• **Point placement records**
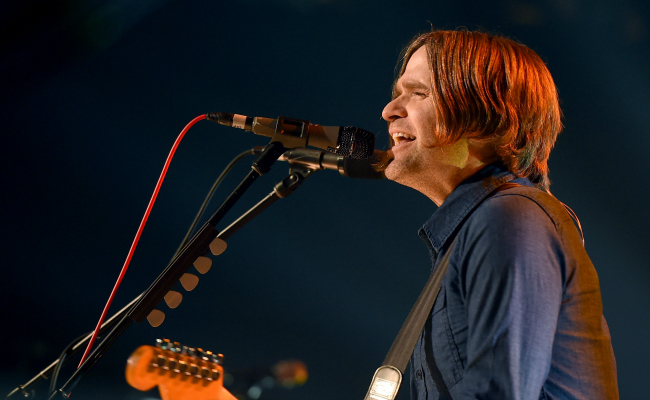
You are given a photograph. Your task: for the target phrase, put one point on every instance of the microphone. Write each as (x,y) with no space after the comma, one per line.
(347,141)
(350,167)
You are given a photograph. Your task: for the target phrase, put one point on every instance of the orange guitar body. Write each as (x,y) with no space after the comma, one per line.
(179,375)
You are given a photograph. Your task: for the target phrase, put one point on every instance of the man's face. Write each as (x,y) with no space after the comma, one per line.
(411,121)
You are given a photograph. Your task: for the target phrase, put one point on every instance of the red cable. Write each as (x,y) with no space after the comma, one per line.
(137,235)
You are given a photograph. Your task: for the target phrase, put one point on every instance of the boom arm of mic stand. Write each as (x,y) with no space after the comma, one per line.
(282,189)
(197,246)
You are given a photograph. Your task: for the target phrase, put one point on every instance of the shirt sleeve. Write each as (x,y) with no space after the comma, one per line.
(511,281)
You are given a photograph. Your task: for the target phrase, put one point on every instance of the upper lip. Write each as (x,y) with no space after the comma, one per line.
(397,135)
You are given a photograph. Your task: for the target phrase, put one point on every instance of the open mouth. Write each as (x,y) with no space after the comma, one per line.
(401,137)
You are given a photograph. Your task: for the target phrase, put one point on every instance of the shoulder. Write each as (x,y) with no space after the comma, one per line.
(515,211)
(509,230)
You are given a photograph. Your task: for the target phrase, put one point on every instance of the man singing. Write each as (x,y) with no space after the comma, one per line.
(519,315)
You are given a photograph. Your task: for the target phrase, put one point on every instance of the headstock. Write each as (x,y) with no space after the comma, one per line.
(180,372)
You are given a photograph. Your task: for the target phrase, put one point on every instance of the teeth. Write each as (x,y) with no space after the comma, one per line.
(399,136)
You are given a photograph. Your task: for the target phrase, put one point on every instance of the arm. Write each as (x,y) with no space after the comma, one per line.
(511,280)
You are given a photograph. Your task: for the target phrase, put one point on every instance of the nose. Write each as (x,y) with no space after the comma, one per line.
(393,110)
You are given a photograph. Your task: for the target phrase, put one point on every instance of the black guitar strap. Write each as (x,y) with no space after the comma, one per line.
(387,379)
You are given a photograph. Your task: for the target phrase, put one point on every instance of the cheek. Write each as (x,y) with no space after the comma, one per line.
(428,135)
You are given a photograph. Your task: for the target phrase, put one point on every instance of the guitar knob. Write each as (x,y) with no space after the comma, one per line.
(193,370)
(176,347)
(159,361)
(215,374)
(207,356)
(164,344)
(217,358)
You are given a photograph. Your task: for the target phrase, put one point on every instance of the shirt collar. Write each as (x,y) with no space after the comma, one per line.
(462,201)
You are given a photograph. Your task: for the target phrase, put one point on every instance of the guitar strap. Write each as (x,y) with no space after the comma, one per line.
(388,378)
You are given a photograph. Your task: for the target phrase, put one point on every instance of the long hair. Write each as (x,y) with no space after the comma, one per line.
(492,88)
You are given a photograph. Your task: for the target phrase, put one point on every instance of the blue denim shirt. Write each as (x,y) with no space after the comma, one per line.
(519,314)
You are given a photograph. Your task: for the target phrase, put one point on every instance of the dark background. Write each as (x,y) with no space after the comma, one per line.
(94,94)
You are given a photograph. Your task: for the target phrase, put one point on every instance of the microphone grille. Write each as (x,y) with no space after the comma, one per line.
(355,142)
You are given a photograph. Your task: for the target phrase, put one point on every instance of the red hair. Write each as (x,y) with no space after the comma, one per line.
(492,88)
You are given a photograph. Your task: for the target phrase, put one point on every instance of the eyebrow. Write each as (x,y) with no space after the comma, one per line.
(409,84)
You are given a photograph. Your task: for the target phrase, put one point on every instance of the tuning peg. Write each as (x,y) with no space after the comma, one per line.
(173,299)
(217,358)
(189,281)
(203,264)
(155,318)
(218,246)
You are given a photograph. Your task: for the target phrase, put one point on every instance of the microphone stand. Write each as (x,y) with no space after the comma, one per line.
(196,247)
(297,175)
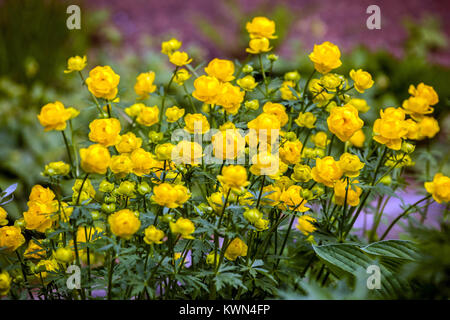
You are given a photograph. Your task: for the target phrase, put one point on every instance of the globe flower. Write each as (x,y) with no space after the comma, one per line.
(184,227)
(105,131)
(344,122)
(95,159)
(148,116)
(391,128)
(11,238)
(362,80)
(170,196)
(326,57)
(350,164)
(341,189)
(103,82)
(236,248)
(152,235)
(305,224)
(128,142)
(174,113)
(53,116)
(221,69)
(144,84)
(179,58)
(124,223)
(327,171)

• **Task brief**
Output the entries above exactly, without their pictures.

• **Answer for the task**
You are given a photograph. Your task: for the target phrase, put one point on every instance of the microphone. Write each as (x,y) with no space after the comma, one per line.
(347,141)
(350,167)
You are given a photograph. Your task: for the target phrase, put one point on every instance of the orange guitar body. Write each as (x,y) with no space after the comma, one per line.
(179,375)
You are given a photograph. Your task: for the target phrase, put one point on every instance of the man's face. Write each as (x,y) with no space after the comma, one per line.
(411,121)
You are given a photograph. Your task: for the target phrase, put one point on every instance of the red cable. Write each as (x,y) with no space after the comma, one per line.
(137,235)
You are given a photograph. Your task: for the target phrase, put one point on every instance of the boom arm of mic stand. Write each as (x,y) with no space after the comma, one per line.
(282,189)
(197,246)
You are given a photograph. Your task: for the target phrase, put one point on every instance of the shirt sleeve. Write each as (x,y) with no space after the comma, one per line.
(511,281)
You are given a photograph. Your task: for the target phrase, put one point on every instance of the upper lip. Write each as (x,y) with no space after the comma, one per line.
(397,135)
You are given a photograph. Your task: for the target phrase, put one point on every instance of the open mouth. Write each as (x,y) with no space after the comma, one per line.
(401,137)
You are given a photograph. Your task: for the target phrase, put one point on every instance of the shoulder. Write each as (x,y) with no space after the comma, one per line.
(515,211)
(509,230)
You are given a photograph. Your task: for the target phrase, put one point on every instance of the man singing. Write each as (x,y) with no space after the comma, one per line.
(519,315)
You are given a photograph. Your task: for the target phrase, put one point on every instance of the headstock. Write each as (x,y) with no space after the comma, one per line.
(180,372)
You are given a photograph. Your task: for the target phrase, put one point on every instance of the teeth. Write each as (x,y) with no space after the comma, one per line.
(399,136)
You are given a photograph. Your task: for the target phrase, put one point on every instance of the arm. Write each as (x,y) with no space after the comma, one per line.
(511,280)
You are given a photograph. Your task: for the target phrase, put one point on every instance of the nose. Write each as (x,y) with no space after the comma, one per line.
(393,110)
You are given a photograph. Your task: for the target phrase, put one point on every instance of the black guitar strap. Write each as (x,y) with no space after the comma, one per line.
(387,379)
You are given a photograph. Your task: for the target phrase, put one point on every instance of the cheek. Write each as (x,y) with no space after the comma, one per line.
(428,135)
You are given a photograph. Your task: for the target phrase, put one point on every instance of the guitar knob. Write each as (x,y) with no space after the comma, one per line.
(193,370)
(176,347)
(159,361)
(215,374)
(207,356)
(164,344)
(217,358)
You are given a photograph. Your task: for the target phrase, put one point on every instance of the shirt collar. Write each as (x,y) with no space after the comma, one per line.
(462,201)
You are given a photograph. Your task: for the target phrase, put one point on every instance of the guitar strap. Write each as (x,y) with no space after the comma, one per line.
(388,378)
You are given a photograph. Your task: for the target phrase, put one point on every instance of the long hair. Write each as (x,y) with no space after the comma, one per line.
(492,88)
You are given a photograph. Your task: for the target phrase, put one point on every instance of the blue denim shirt. Write each as (x,y) with no space after the comma, one per line.
(519,314)
You are given a photograph. Your task: for the target phrase, put one point on every instance of the dark background. Write each as (x,y) with no space after the comma, one per line.
(94,94)
You are given a photograph. Your task: for the target phrase, put one point on every instance of the microphone grille. Write each as (x,y) with no space after the comma, one per line.
(355,142)
You are given a photograph. Your task: for the target phrase, put one point on every instance of the red hair. Write each as (x,y) with no space after the comma, one per line.
(492,88)
You are given a photograph. Your task: for the target phrase, put one point on every instance of the eyebrow. Write each as (x,y) with no space after the comma, one per line.
(409,84)
You are given a photograph. Your task: for the target phrase, put one point on every instance of the tuning peg. Write each as (x,y) with no space after the comma, one per line.
(173,299)
(217,358)
(189,281)
(203,264)
(155,318)
(218,246)
You are given a photograph. Your task: for the target phrase, put one point on every instance of the microphone stand. Write each as (x,y) with no space after the comma, one per line.
(196,247)
(297,175)
You are given a photograph. Your task: for the target phrase, put one point on every instance of the globe flower. Write each as (x,y) with no space after the comma, one per line.
(184,227)
(105,131)
(344,122)
(95,159)
(148,116)
(391,128)
(11,238)
(362,80)
(170,196)
(326,57)
(350,164)
(341,189)
(103,82)
(236,248)
(152,235)
(305,224)
(128,142)
(174,113)
(53,116)
(221,69)
(144,84)
(179,58)
(124,223)
(327,171)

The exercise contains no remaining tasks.